TEXT SHOWN
↓↓↓
Taking the Long View (August 2022 Insights)
We are fielding many questions from our investor base regarding the current economic headwinds and how those impact the multifamily real estate market. Some of the most common ones are:
If we are going into a recession, how will our current investments hold up?
Is this still a good time to invest in new opportunities?
From a multifamily real estate perspective, does it really matter if we have a recession or not?
Historically, multifamily real estate holds up very well during times of economic hardship as compared to other asset classes. One key indicator of multi family performance during recessionary periods is loan delinquencies. An analysis of Freddie Mac's multifamily loan database shows that during the housing crisis (2007-2009) multifamily loan delinquencies hovered below .2%, while single-family loan delinquencies peaked at 11.4%, indicating very few multi-family owners had to sell off, or take other drastic measures, due to hardships.
Additionally, in 2020 during the pandemic, single family delinquencies peaked at 2.7% while multi-family reached peak delinquencies of .15%, again supporting our conclusion. Also noteworthy is that, because of rising interest rates, buyers are less inclined to purchase during these times, preferring instead to turn to multi-family for rent, at the very least keeping demand steady and potentially increasing it.
From a macro perspective, multifamily real estate continues to be a very favorable place to invest based on:
Very low housing stock in the U.S, creating a fundamental low supply / strong demand scenario that will not improve soon
Rising interest rates reduce homeownership affordability and keep folks renting
Wage growth has been robust which has offset much of the rising rents so far
COVID-19 spawned a mobile workforce that can live and work anywhere, which drives more people to rent vs. buy given the increased flexibility
The flipside is the pace and duration of rising interest rates does impact the cash flow of our properties. Operators do have caps in place so rates can only go so high. For now, the operators by and large are saying current operations, occupancy and rents have never been stronger, which is helping offset the cost of rising interest rates.
That said, we are in discussion with all operators to ensure they are preparing for any softening in rents (joblessness increasing / affordability) coupled with sharply higher rates (debt costs) if the Fed needs to continue to tighten over a longer period. We will outline more of those plans in our upcoming newsletters.
In conclusion, we don’t believe investors should be concerned, and we advise taking a long-term view with your current/future holdings with Limitless Investing and the operators we partner with. The key is not to sell in a downturn and weather the storm. So yes, recessions matter but not nearly as much as people may think.
↑↑↑
TASK DETAILS
Reproduce the part of the multifamily real estate text that runs from "We are fielding" down to "in new opportunities?".

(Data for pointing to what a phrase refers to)
↓↓↓
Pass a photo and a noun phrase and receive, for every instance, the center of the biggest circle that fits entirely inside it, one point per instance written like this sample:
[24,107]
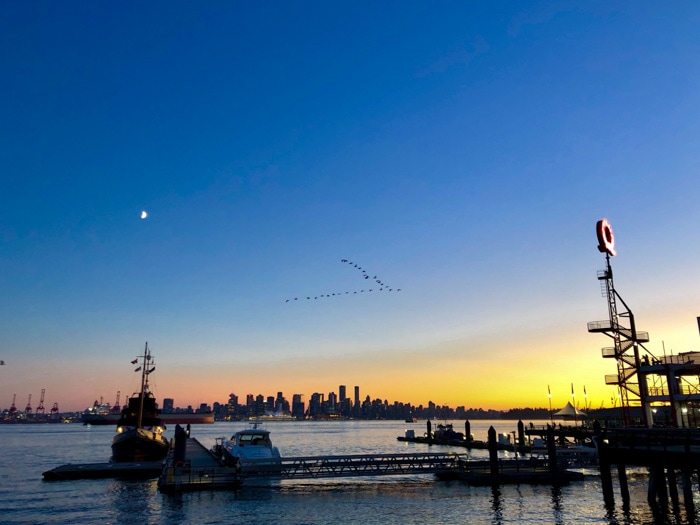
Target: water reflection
[556,504]
[496,505]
↑↑↑
THE ANSWER
We are fielding many questions from our investor base regarding the current economic headwinds and how those impact the multifamily real estate market. Some of the most common ones are:
If we are going into a recession, how will our current investments hold up?
Is this still a good time to invest in new opportunities?